■ Exercise brief: Please output only the lines that run from the line containing "Target: forest background" through the end of the material below, exactly.

■ ■ ■

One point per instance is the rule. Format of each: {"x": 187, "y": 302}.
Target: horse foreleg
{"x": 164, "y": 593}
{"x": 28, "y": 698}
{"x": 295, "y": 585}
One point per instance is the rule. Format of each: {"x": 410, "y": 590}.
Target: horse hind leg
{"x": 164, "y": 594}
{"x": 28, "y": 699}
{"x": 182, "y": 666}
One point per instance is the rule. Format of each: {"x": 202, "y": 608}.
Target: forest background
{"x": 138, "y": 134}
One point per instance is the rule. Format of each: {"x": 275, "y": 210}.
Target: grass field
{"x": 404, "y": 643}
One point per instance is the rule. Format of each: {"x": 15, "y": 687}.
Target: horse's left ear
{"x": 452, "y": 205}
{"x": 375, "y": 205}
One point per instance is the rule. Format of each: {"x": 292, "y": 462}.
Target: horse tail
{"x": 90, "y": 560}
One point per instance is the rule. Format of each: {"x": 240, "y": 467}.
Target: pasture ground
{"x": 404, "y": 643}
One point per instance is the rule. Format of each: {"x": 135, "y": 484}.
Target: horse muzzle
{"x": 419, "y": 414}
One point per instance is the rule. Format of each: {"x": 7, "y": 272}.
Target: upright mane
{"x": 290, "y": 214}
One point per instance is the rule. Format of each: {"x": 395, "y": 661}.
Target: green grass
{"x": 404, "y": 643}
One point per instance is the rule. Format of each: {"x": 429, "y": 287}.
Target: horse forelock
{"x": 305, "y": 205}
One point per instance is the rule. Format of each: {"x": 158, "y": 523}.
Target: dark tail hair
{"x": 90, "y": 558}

■ ■ ■

■ Written reply:
Target: forest background
{"x": 138, "y": 134}
One point per instance is the rule. Format of each: {"x": 275, "y": 210}.
Target: grass field
{"x": 404, "y": 643}
One point per instance is the rule. Format of each: {"x": 15, "y": 687}.
Target: horse's left ear
{"x": 452, "y": 205}
{"x": 375, "y": 205}
One point per instance is the rule. Format of each: {"x": 292, "y": 462}.
Target: horse tail
{"x": 90, "y": 560}
One point per instance is the rule. Format of each: {"x": 240, "y": 467}.
Target: pasture ground
{"x": 404, "y": 643}
One point per instance is the rule. Format of each: {"x": 135, "y": 484}.
Target: horse muzzle
{"x": 419, "y": 414}
One point per instance is the rule. Format of each: {"x": 7, "y": 272}.
Target: upright mane
{"x": 290, "y": 214}
One point per instance is the rule. Format of each: {"x": 395, "y": 661}.
Target: green grass
{"x": 404, "y": 643}
One point per instance is the rule. Format of each: {"x": 429, "y": 287}.
Target: horse forelock
{"x": 305, "y": 205}
One point per instance is the rule. Format of each: {"x": 158, "y": 523}.
Target: dark tail hair
{"x": 90, "y": 558}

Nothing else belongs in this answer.